— RECORDS FOR THIS EXERCISE —
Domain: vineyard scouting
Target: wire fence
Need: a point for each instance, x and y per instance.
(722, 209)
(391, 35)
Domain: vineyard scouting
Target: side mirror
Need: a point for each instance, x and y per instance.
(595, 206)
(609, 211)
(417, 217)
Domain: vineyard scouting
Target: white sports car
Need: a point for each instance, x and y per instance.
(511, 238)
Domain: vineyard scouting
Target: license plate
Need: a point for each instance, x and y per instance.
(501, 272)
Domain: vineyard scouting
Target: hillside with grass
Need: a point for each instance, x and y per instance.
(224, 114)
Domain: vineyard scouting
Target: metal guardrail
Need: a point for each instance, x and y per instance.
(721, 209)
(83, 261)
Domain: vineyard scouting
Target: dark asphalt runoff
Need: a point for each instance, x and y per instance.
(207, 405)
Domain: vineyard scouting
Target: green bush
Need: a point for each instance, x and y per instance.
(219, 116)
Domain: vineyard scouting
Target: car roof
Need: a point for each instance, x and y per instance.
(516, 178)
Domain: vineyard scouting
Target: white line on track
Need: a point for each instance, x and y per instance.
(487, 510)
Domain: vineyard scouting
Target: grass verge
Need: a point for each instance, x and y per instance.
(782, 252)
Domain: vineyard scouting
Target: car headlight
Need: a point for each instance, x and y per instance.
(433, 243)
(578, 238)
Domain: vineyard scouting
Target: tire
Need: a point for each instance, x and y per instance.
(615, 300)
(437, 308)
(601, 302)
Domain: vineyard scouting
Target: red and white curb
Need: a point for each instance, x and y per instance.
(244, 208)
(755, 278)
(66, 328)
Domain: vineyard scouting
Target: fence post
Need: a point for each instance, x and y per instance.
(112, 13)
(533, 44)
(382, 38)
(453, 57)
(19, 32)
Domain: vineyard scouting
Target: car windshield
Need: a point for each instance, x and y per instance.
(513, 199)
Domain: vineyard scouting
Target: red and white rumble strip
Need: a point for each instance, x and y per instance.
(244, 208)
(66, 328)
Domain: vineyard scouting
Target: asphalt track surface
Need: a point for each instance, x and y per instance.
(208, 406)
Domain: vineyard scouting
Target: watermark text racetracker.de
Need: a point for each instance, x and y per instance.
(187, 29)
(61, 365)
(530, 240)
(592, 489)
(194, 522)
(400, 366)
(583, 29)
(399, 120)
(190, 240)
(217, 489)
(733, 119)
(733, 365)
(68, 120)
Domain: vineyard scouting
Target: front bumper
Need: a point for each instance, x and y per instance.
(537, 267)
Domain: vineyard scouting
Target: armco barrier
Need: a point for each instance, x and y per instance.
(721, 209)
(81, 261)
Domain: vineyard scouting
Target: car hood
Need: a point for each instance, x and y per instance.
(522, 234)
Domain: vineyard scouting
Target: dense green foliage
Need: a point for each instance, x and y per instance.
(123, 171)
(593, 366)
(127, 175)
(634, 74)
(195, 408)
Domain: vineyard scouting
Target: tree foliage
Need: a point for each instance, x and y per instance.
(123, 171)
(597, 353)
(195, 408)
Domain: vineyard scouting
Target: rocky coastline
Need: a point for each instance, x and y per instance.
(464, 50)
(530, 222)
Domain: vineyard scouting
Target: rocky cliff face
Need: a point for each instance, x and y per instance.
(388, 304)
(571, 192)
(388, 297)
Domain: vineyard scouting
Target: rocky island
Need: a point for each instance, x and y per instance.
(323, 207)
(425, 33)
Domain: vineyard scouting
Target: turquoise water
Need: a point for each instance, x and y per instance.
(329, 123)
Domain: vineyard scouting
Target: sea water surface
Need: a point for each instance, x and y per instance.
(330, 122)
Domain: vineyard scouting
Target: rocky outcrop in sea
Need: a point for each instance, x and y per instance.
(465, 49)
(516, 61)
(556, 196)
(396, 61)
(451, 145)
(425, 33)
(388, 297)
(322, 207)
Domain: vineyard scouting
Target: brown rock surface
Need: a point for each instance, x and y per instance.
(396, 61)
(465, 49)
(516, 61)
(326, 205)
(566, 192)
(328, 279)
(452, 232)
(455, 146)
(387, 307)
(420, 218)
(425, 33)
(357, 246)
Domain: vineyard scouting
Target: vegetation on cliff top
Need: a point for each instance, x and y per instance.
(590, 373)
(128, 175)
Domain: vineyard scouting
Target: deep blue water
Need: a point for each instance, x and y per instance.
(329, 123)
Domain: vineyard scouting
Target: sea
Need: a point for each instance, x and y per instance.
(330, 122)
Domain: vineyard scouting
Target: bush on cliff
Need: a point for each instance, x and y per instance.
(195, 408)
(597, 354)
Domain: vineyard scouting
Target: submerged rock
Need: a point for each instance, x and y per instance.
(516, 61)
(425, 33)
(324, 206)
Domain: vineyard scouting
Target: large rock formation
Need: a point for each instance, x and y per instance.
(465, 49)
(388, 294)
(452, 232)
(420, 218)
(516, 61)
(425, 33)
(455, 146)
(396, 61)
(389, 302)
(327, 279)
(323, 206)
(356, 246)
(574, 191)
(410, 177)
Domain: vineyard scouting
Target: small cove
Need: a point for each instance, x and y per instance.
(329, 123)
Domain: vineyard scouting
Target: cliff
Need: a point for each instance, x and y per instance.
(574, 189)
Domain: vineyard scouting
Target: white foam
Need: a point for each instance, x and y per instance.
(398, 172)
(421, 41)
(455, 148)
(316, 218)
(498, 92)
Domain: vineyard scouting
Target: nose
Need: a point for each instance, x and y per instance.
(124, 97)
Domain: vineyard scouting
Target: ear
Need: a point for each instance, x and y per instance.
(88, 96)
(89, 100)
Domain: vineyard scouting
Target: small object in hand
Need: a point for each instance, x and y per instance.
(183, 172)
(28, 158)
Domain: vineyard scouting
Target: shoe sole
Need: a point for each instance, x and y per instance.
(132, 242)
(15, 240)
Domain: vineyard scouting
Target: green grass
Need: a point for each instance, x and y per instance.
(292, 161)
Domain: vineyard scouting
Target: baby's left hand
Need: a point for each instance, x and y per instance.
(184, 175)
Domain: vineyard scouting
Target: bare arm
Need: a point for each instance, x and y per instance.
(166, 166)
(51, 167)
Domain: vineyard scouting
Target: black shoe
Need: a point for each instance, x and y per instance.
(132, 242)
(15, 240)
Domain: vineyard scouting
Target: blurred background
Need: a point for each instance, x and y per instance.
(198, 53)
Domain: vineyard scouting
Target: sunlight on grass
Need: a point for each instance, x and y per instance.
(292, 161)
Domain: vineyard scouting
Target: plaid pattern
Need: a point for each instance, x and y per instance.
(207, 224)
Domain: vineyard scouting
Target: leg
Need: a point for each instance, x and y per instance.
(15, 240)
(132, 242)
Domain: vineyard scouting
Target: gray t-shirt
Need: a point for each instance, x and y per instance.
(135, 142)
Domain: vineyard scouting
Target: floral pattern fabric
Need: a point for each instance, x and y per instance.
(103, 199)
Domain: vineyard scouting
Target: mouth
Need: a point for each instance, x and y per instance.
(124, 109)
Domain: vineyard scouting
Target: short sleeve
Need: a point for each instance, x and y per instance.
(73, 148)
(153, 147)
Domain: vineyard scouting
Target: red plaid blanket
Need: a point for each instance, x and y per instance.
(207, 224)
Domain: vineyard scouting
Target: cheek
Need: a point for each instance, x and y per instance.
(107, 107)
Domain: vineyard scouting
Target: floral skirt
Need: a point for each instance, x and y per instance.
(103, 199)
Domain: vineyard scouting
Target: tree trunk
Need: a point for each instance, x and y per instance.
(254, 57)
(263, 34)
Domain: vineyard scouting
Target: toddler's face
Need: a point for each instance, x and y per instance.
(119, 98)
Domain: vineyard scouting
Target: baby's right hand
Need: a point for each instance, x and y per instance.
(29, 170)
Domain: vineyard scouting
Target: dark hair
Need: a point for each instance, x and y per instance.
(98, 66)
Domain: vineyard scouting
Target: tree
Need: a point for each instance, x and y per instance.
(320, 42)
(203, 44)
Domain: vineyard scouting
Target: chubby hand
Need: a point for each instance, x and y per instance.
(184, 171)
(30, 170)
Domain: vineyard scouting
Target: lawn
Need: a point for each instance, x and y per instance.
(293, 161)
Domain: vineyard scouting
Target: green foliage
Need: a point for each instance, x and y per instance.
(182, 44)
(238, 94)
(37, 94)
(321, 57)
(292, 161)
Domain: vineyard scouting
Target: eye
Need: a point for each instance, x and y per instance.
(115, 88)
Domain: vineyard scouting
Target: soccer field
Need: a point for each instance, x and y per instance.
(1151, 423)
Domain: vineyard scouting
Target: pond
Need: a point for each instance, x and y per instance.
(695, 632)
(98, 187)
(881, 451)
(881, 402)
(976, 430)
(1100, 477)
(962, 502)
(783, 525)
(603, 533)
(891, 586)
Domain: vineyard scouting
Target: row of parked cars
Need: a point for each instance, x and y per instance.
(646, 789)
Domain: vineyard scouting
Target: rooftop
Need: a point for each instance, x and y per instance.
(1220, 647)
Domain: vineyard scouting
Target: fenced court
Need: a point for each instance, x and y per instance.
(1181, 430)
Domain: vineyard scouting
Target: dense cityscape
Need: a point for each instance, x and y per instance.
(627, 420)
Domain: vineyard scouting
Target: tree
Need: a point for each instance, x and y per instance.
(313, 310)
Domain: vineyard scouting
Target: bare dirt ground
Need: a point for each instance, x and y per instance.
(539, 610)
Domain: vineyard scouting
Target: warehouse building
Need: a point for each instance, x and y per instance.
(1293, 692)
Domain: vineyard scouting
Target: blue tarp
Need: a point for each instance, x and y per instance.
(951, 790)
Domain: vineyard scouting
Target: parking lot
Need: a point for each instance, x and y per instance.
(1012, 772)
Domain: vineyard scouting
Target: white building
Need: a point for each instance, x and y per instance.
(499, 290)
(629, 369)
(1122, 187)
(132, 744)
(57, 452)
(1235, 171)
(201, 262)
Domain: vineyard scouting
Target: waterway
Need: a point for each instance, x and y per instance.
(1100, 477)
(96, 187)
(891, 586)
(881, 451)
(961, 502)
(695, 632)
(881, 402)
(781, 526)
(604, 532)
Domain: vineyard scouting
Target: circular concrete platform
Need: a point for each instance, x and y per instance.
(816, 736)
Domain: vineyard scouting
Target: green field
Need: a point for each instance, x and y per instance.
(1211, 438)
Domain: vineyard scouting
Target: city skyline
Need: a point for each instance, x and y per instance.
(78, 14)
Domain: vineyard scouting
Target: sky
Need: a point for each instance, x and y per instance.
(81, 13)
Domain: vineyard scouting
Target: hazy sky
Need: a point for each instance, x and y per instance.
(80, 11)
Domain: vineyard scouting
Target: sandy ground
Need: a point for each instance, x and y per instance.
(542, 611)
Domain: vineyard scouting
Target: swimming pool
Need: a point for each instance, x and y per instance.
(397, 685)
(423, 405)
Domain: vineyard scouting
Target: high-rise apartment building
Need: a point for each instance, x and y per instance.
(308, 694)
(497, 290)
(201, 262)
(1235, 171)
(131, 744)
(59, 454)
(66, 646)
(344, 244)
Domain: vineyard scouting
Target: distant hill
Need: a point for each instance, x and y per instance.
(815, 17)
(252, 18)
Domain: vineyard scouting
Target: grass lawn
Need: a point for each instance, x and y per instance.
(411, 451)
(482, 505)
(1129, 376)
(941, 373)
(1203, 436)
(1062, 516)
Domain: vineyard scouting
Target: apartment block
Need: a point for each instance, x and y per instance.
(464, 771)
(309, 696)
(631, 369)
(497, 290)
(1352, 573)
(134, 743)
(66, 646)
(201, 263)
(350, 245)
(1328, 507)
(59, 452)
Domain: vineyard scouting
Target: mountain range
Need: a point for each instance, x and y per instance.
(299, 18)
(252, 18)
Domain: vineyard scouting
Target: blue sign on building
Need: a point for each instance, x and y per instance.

— GIVEN REQUEST —
Pick out every line in the rows above that contains the word "dark".

— THE REPLY —
Target: dark asphalt runoff
Target: dark hair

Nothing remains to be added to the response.